* _Provided records_
--------------------

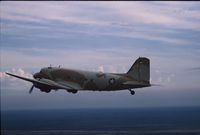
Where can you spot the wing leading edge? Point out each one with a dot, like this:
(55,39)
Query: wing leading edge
(46,82)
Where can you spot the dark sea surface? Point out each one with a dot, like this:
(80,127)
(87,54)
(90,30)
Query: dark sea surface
(140,121)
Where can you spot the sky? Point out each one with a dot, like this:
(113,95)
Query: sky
(101,36)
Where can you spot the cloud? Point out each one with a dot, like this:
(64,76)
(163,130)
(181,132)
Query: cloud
(121,19)
(9,82)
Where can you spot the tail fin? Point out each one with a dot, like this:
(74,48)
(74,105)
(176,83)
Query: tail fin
(140,70)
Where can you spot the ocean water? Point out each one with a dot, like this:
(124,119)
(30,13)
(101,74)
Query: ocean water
(138,121)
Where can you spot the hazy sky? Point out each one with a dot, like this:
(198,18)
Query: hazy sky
(106,36)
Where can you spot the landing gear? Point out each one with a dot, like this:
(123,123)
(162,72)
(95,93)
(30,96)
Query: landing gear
(132,92)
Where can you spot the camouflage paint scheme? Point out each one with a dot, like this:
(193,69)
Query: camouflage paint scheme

--------------------

Please format all of the data above as a JSON list of strings, one string per line and no blank lines. Leave out the pictures.

* _Written response_
[
  "Where can you spot the wing leading edge? Point out each one with a dot, like this:",
  "(55,39)",
  "Query: wing leading edge",
  "(46,82)",
  "Where can you spot the dark sea surface? Point out each one with a dot, like this:",
  "(80,127)",
  "(87,54)",
  "(90,30)",
  "Query: dark sea surface",
  "(140,121)",
  "Where can you spot the sky? Point out each one with a dot, like this:",
  "(113,95)",
  "Query: sky",
  "(101,36)",
  "Where can you spot the cloud? Point out each one with a dot, like this:",
  "(64,76)",
  "(163,130)",
  "(181,132)",
  "Query: cloud",
  "(121,19)",
  "(9,82)",
  "Where can you spot the tail fin? Point out each one with a dot, like this:",
  "(74,48)",
  "(74,105)",
  "(176,83)",
  "Query: tail fin",
  "(140,70)",
  "Where can you spot the ocean water? Point out each one with a dot, like this:",
  "(124,119)",
  "(30,13)",
  "(101,74)",
  "Query: ocean water",
  "(138,121)",
  "Where can you spot the hazy sky? Point out each one with a dot, like this:",
  "(198,18)",
  "Query: hazy sky",
  "(106,36)",
  "Where can you spot the landing gear? Point out each one with a dot, like this:",
  "(123,123)",
  "(162,72)",
  "(95,93)",
  "(30,96)",
  "Query: landing gear",
  "(132,92)",
  "Where can you spot the camouflage paint scheme? Point out each one with a dot, like this:",
  "(193,69)",
  "Query: camouflage paint scheme"
]